§ **Texto do documento**:
A Igreja Mundial Mais que Vencedores informa ter como sede apenas uma sala – e não um templo – na rua Borges de Figueiredo, na Mooca, zona leste de São Paulo. Tem como presidente o bispo Jorge dos Reis Pinheiro, ex-deputado federal e cunhado de Valdemiro. O endereço eletrônico é o mesmo da Mundial do Poder de Deus. Na internet, não há informações sobre a existência de templos dessa instituição em funcionamento.
O empresário que falou ao Intercept chegou a encaminhar uma denúncia ao Ministério Público de São Paulo contra a igreja, arquivada por falta de provas. O empresário disse que não anexou os documentos à ação propositadamente por receio de torná-los públicos.
‘Pastores estão sem receber salários, mas o Valdemiro esbanja luxo em sua festa de aniversário’.
Em maio, a Justiça de São Paulo autorizou a penhora de 25% dos dízimos e ofertas da igreja para pagar dívidas de aluguéis atrasados. A juíza Ana Claudia Dabus nomeou um administrador judicial para ficar responsável pela arrecadação dos valores angariados nos templos, em dinheiro vivo, até atingir o valor de R$ 117 mil, o montante de uma dívida com proprietário de imóvel, na zona norte de São Paulo.

§ **Listagem de dados**:

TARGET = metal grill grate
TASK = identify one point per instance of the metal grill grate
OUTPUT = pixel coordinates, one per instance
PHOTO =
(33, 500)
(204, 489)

§ **Item de trabalho**:
Redija a continuação do texto sobre as dívidas da igreja ligada a Valdemiro, começando logo após a última frase apresentada. A listagem é dispensável aqui.

§ **Resposta**:
Na terça-feira, 29, a justiça penhorou também 50% de um apartamento de propriedade de Valdemiro na cidade de Rondonópolis, em Mato Grosso, avaliado em R$ 2 milhões. A penhora foi decidida pela juíza Beatriz Cabezas em processo movido por um outro proprietário de imóvel que cobra dívidas em aluguéis e IPTU da igreja, no total de R$ 360 mil. A juíza também disse, na sentença, haver indícios de que os bens da igreja se misturam com os do apóstolo. A defesa de Valdemiro contestou afirmando não haver “qualquer indício de fraude’ e que as acusações seriam “alegações falaciosas sem nenhuma respaldo na realidade”. Mas a Justiça não aceitou a argumentação.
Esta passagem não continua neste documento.